===== Extract to read =====

I'm sharing this basically to help anybody who might be in a similar vexing position. I have my bike inching closer to running in something approaching decent shape. Like many here the dreaded vacuum leaks seems to be a major gremlin! I noticed quite unexpectedly that vacuum hoses that seemed snug (when installed) would blow off. I've assembled a range of hoses from the local NAPA, the motorcycle shop, mail order and even an import auto parts store. For the most part none seems to fit AND be secure (100% at least). Same thing with the clamps. The one hose that seemed especially trouble prone was the vacuum port to the fuel pump. I found one clear fuel rated hose that fit with some effort and was TIGHT (I know this is a vacuum application, but the hose works). Since it is clear- I noticed something with the bike running- there is a liquid in the line? I can only assume I am drawing a trace amount of fuel thru the pump?

The spring clamps (I have an assortment pack for bikes) seem to be either large enough to fit the hose with little effort, but do basically nothing (on the fitting), or slightly smaller and extremely difficult to clamp on the hose, the smaller clamp can't be maneuvered into position to effectively do anything? The screw style common auto store clamps are equally ineffective in those small sizes.

=====

**What you are asked to do:**
Reproduce the post about vacuum hose leaks word for word, starting with "The spring clamps" and going on through "those small sizes.". Answer from the post about vacuum hose leaks alone.

===== Supplied data =====

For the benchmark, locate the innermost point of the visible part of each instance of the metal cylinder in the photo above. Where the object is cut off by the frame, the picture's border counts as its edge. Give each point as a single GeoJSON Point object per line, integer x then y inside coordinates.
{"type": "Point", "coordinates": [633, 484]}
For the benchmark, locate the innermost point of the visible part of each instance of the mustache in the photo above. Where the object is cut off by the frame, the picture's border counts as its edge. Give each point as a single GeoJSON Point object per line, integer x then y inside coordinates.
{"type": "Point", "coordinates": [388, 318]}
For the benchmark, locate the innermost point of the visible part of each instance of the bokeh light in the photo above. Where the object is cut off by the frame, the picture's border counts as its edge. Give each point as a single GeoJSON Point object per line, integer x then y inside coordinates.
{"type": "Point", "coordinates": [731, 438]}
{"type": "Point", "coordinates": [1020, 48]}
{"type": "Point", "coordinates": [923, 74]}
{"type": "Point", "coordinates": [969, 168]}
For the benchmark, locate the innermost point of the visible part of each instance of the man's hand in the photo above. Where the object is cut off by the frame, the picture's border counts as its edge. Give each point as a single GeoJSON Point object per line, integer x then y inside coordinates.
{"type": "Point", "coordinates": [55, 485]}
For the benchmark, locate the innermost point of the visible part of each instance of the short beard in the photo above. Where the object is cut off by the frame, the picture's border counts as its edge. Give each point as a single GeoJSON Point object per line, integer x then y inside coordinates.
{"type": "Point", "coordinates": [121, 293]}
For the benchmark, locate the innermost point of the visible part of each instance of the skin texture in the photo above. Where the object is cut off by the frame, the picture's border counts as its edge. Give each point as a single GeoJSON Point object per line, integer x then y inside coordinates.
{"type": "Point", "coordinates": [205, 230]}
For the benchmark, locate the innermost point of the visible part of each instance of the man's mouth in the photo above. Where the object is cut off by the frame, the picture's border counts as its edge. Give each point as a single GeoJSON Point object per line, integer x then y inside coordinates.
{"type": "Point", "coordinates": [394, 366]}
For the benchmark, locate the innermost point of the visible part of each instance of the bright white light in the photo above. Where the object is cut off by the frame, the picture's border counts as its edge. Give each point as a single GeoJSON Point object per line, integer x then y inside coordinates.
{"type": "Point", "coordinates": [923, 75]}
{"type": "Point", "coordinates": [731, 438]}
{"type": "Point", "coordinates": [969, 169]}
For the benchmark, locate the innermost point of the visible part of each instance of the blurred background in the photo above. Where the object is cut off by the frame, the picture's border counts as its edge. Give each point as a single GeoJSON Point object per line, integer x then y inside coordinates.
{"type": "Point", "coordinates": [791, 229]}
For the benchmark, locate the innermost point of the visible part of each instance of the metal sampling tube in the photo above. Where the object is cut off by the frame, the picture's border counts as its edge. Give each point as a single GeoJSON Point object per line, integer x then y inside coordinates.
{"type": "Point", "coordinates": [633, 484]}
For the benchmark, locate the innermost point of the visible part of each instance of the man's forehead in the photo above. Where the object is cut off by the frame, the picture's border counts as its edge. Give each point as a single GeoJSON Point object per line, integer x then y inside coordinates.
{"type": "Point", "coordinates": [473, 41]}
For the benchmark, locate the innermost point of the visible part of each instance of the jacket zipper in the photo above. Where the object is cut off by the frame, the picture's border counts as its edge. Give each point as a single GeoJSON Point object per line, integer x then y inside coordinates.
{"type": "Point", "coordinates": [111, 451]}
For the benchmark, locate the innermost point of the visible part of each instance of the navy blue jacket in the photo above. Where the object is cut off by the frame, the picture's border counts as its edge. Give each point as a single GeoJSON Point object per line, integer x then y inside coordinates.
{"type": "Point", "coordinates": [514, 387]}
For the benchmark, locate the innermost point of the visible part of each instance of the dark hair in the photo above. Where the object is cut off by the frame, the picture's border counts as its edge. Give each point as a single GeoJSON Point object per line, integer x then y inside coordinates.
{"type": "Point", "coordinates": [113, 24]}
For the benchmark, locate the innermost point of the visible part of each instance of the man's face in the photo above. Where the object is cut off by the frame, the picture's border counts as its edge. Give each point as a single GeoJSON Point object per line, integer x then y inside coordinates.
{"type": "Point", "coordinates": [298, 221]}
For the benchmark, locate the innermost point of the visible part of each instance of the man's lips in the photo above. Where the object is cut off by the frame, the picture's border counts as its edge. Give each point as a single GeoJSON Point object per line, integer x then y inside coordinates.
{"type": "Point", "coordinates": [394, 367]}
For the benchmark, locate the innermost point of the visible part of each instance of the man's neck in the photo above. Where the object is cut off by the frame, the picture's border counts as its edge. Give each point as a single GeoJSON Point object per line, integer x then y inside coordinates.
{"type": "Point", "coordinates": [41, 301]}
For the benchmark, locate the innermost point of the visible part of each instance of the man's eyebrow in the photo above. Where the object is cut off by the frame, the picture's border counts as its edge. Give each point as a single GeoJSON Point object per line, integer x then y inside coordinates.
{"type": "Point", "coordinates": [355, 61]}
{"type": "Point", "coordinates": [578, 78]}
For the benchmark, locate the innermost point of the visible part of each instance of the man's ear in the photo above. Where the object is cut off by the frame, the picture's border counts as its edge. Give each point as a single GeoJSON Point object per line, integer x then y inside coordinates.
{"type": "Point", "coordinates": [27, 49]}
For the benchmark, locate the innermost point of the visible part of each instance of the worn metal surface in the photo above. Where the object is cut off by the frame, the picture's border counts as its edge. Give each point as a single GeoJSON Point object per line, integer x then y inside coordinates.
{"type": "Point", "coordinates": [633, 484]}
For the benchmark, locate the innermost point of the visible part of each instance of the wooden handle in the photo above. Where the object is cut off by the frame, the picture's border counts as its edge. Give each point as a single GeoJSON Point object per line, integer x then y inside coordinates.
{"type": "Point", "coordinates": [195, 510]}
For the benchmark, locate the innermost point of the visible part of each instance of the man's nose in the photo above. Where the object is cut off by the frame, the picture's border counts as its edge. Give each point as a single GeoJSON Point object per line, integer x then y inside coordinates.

=====

**Exercise result:**
The spring clamps (I have an assortment pack for bikes) seem to be either large enough to fit the hose with little effort, but do basically nothing (on the fitting), or slightly smaller and extremely difficult to clamp on the hose, the smaller clamp can't be maneuvered into position to effectively do anything? The screw style common auto store clamps are equally ineffective in those small sizes.